▸ EXTRAIT FOURNI:
Tricotées serré

Dépassée, l’image des grands-mères qui tricotent des pantoufles en Phentex en médisant contre leurs voisines. Quatre-vingt-quinze ans après leur création, les Cercles des Fermières du Québec s’offrent une cure de rajeunissement.
 
Illustration: Florence Tison
 
Métro, boulot, dodo. Depuis l’intégration des femmes sur le marché du travail, les mamans manquent de temps pour partager avec leurs filles les secrets ancestraux du tissage et des bons petits plats mijotés. Si pour certains la fibre de fée du logis a sauté une génération, les membres des Cercles des Fermières du Québec (CFQ) ne laissent pas s’éteindre le patrimoine culturel de la Belle Province sans dire mot. Elles partent en campagne de séduction pour conquérir la nouvelle génération.
 
«Pour la terre et le foyer». Telle était la devise des fondateurs des CFQ, empruntée à Marie Rollet, la première Française à avoir émigré au Canada. Près d’un siècle plus tard, la mission de l’organisation se transforme pour mieux s’adapter à la réalité de la femme moderne. Dans l’imaginaire collectif, les Fermières sont confinées aux aiguilles à tricoter et à leurs recettes de cuisine. «Actuellement, on se remet en question pour voir ce que nos membres souhaiteraient améliorer», assure la présidente des CFQ, Yolande Labrie. De 78 000 membres en 1981, les Cercles des Fermières du Québec ont vu leur nombre d’adhérentes fondre au cours des deux dernières décennies, pour finalement se stabiliser autour de 37 000. Les CFQ, en majorité dans des zones rurales et à la moyenne d’âge élevée, éprouvaient des difficultés à recruter de nouvelles Fermières.
 
L’exode des populations rurales vers les grands centres urbains aurait pu signer l’arrêt de mort de l’organisme «de la terre». Au contraire, il a donné un petit coup de pouce aux Fermières. «Je pense que c’est plus facile de faire du recrutement en ville présentement parce que le message circule plus rapidement», constate Lucille Legault, la présidente de la Fédération 13, regroupant entre autres les Cercles de Laval et de Montréal. D’autant plus qu’une grande partie de leur promotion passe par le bouche à oreille.

▸ DONNÉES FOURNIES:
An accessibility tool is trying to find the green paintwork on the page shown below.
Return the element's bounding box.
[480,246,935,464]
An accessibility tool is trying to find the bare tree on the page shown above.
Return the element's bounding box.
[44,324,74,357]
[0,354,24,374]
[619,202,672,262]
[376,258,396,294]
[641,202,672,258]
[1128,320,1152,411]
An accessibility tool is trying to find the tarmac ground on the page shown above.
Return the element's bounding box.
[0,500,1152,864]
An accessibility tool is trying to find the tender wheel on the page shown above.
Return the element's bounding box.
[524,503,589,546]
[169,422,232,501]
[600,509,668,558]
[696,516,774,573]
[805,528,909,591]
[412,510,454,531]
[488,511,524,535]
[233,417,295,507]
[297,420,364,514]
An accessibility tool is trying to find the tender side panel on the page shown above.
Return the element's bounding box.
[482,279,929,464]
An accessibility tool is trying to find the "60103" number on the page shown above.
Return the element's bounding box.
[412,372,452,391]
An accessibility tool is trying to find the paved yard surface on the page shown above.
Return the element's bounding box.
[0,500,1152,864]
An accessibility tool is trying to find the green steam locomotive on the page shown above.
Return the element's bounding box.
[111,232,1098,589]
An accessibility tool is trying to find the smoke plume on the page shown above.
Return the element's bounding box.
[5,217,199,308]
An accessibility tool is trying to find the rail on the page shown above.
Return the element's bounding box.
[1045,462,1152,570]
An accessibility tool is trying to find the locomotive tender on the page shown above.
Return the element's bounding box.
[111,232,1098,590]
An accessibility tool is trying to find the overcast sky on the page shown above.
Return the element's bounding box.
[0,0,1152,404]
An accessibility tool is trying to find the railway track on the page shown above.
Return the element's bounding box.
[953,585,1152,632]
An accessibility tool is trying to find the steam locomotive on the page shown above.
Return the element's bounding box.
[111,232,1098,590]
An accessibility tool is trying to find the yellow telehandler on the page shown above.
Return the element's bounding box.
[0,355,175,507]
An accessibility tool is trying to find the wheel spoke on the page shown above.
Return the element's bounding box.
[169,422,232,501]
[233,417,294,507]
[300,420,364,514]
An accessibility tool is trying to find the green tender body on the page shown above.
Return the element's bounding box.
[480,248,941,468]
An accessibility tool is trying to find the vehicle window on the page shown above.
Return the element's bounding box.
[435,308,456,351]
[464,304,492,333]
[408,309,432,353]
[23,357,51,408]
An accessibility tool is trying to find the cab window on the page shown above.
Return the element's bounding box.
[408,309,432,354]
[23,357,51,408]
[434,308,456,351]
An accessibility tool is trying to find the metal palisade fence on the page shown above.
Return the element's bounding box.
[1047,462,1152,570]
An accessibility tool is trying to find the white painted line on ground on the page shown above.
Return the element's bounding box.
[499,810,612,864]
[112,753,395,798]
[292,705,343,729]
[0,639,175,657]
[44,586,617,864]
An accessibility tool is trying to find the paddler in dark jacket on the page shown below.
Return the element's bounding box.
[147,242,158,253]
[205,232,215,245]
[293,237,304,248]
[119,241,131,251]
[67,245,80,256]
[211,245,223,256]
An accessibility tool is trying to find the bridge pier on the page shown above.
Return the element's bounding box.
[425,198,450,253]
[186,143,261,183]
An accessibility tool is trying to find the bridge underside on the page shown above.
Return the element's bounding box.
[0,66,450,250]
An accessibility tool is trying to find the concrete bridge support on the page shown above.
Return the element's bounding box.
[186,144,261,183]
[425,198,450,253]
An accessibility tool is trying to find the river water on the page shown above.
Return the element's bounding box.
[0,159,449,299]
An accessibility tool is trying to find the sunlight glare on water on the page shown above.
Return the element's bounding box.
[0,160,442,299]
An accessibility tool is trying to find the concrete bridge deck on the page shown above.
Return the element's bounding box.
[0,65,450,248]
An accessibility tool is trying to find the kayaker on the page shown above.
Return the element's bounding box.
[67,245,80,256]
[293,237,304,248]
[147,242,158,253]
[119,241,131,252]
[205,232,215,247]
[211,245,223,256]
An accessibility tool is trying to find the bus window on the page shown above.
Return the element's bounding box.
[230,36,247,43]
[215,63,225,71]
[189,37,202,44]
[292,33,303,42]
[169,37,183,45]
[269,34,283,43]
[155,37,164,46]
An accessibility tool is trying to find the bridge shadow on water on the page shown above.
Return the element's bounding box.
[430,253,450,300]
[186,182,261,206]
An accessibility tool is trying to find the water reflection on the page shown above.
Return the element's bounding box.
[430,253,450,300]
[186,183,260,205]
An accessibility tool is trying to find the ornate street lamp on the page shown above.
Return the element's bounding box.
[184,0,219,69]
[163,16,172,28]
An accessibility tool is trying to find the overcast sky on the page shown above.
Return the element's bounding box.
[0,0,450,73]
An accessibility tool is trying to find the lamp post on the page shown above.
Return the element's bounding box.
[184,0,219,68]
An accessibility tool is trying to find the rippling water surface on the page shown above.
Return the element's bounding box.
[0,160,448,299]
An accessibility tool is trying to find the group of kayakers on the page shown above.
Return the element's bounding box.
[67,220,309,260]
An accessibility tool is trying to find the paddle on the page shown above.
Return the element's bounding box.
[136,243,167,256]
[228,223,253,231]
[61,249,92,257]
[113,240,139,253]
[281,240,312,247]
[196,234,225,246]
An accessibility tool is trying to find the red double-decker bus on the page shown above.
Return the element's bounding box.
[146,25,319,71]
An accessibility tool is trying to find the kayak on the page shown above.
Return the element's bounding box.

▸ LA CONSIGNE: Pourriez-vous transcrire fidèlement, dans l'article sur les Cercles des Fermières du Québec, tout le passage qui va de «Métro, boulot, dodo.» jusqu'à «la nouvelle génération.» ?

▸ CORRIGÉ DE L'EXERCICE:
Métro, boulot, dodo. Depuis l’intégration des femmes sur le marché du travail, les mamans manquent de temps pour partager avec leurs filles les secrets ancestraux du tissage et des bons petits plats mijotés. Si pour certains la fibre de fée du logis a sauté une génération, les membres des Cercles des Fermières du Québec (CFQ) ne laissent pas s’éteindre le patrimoine culturel de la Belle Province sans dire mot. Elles partent en campagne de séduction pour conquérir la nouvelle génération.